▶

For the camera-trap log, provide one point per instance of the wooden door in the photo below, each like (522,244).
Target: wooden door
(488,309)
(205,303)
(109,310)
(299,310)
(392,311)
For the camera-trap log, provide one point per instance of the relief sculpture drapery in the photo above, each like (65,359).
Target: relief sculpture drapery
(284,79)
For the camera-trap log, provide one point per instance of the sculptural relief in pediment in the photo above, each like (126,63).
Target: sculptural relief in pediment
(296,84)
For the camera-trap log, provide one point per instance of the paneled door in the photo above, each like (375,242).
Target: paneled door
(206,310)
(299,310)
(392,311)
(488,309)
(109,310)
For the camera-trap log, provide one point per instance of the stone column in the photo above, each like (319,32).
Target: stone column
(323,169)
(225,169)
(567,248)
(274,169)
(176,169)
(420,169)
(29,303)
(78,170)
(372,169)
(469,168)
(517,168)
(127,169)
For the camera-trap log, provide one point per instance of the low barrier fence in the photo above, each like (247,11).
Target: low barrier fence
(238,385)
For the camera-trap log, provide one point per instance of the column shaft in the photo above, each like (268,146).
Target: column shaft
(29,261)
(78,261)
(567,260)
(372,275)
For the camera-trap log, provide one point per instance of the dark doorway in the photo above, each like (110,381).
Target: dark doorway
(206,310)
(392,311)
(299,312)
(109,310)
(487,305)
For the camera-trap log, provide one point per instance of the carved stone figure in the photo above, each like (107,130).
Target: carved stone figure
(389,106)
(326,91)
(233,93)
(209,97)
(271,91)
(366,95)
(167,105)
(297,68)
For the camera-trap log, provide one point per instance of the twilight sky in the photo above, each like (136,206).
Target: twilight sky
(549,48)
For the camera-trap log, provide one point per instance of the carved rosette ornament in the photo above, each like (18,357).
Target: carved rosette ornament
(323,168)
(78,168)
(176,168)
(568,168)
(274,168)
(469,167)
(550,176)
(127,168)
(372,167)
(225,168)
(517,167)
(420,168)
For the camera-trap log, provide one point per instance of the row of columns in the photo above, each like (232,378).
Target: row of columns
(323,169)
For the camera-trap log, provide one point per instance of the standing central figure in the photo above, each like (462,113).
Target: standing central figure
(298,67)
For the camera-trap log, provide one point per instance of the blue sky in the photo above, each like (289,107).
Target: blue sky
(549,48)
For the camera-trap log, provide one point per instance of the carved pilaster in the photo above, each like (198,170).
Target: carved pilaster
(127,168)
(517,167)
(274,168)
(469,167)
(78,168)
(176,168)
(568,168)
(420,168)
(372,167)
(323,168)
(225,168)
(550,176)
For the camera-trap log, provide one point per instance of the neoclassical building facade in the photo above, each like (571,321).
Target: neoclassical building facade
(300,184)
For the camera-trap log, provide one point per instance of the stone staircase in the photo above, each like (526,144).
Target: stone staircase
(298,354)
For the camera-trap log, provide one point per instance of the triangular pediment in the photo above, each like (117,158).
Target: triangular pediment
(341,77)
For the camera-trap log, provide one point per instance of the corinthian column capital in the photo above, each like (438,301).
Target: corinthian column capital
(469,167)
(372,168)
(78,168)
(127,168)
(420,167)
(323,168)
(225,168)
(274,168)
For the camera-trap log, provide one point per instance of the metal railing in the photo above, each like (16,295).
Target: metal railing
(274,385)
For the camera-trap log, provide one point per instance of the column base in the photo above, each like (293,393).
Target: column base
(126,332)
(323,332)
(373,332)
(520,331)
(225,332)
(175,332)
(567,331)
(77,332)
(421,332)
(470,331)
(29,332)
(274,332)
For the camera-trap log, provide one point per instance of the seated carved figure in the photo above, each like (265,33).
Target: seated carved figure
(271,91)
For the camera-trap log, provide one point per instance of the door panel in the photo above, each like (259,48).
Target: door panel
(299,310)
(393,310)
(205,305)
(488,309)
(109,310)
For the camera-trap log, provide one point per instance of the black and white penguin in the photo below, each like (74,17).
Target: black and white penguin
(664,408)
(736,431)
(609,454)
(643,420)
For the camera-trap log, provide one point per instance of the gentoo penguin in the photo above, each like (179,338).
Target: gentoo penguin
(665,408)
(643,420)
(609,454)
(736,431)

◀

All of the entries must be quoted exactly; please include each one.

-- Result --
For the camera-trap log, provide one point per instance of the wooden door in the photo below, each like (522,244).
Target: wooden door
(488,309)
(205,303)
(109,310)
(299,310)
(392,311)
For the camera-trap log, provide one point per instance of the relief sculpture drapery in the photo above, each like (65,359).
Target: relief sculpture drapery
(284,79)
For the camera-trap log, provide one point per instance of the sculptural relief in pediment in the photo above, each like (126,63).
Target: sculptural relief in pediment
(296,84)
For the camera-trap log, provide one point per instance of the paneled door in the photo above, each like (375,242).
Target: paneled door
(206,310)
(299,310)
(392,311)
(488,309)
(109,310)
For the camera-trap log, provide one point per instance of the stone column in the photo above, each like (319,32).
Target: stone column
(323,169)
(225,169)
(567,248)
(274,169)
(176,169)
(420,169)
(29,303)
(78,170)
(372,169)
(469,168)
(517,168)
(127,169)
For the camera-trap log, provide one point per instance of the low barrier fence in the photo above, each like (247,11).
Target: low barrier fence
(238,385)
For the camera-trap log, provide one point per instance of the column shaft in the photo above, each like (268,146).
Target: column shaft
(29,261)
(78,261)
(567,260)
(372,275)
For the camera-trap log, provide one point per instance of the dark doorway in the photo above, each like (110,381).
Target: dark doorway
(206,310)
(392,311)
(299,312)
(109,310)
(487,305)
For the camera-trap log, provide one point per instance of the carved stone figure in the photo above, each like (107,130).
Target: carved stone figure
(389,106)
(326,91)
(233,93)
(209,97)
(271,91)
(366,95)
(167,105)
(297,68)
For the camera-trap log, provide one point per instance of the twilight sky in the photo above, each like (136,206).
Target: twilight sky
(549,48)
For the camera-trap log, provide one point per instance of the carved rosette ornament in the photo above, each like (18,357).
Target: carved rosette ornament
(323,168)
(78,168)
(176,168)
(568,168)
(274,168)
(469,167)
(550,176)
(127,168)
(372,167)
(225,168)
(517,167)
(420,168)
For the camera-trap log, provide one point per instance of the row of columns in the photo above, each like (232,378).
Target: row of columns
(323,169)
For the camera-trap log, provide one point per instance of the standing central figure in the photo above, each like (462,113).
Target: standing central figure
(298,67)
For the camera-trap log, provide one point per instance of the blue sky in the photo above, each like (289,107).
Target: blue sky
(549,48)
For the camera-trap log, provide one point per instance of the carved pilaster in the photo above, each like (198,170).
Target: carved pilaster
(127,168)
(517,167)
(274,168)
(469,167)
(78,168)
(176,168)
(568,168)
(420,168)
(372,167)
(323,168)
(225,168)
(550,176)
For the camera-trap log, provide one point per instance of the neoclassical building facade in the photo above, each like (571,321).
Target: neoclassical building facade
(300,184)
For the camera-trap log, provide one point per instance of the stone staircase in the photo above, each like (526,144).
Target: stone staircase
(298,354)
For the camera-trap log, provide one point per instance of the triangular pediment in the photo above, each like (117,158).
Target: triangular pediment
(341,77)
For the camera-trap log, provide one point per instance of the corinthian column capital in the photo above, each like (438,301).
Target: corinthian column capital
(469,167)
(372,168)
(78,168)
(127,168)
(420,167)
(323,168)
(225,168)
(274,168)
For the camera-trap log, provide one point per instance of the metal railing in the photo above, each like (16,295).
Target: metal railing
(274,385)
For the camera-trap log, provide one point per instance of the column base in the photo above, each like (293,393).
Target: column base
(126,332)
(323,332)
(373,332)
(520,331)
(225,332)
(175,332)
(567,331)
(77,332)
(421,332)
(470,331)
(29,332)
(274,332)
For the camera-trap log, provide one point per instance of the seated carved figure in the photo above, each like (265,33).
Target: seated carved figure
(271,91)
For the camera-trap log, provide one point per instance of the door panel in the photo above, each like (259,48).
Target: door panel
(299,310)
(393,310)
(205,305)
(488,309)
(109,310)
For the camera-trap log, provide one point per instance of the black and white penguin in the photo below, each like (74,17).
Target: black and white penguin
(664,408)
(736,431)
(609,454)
(643,420)
For the camera-trap log, provide one point per instance of the gentoo penguin in the photo above, each like (179,338).
Target: gentoo penguin
(665,408)
(643,420)
(609,454)
(736,431)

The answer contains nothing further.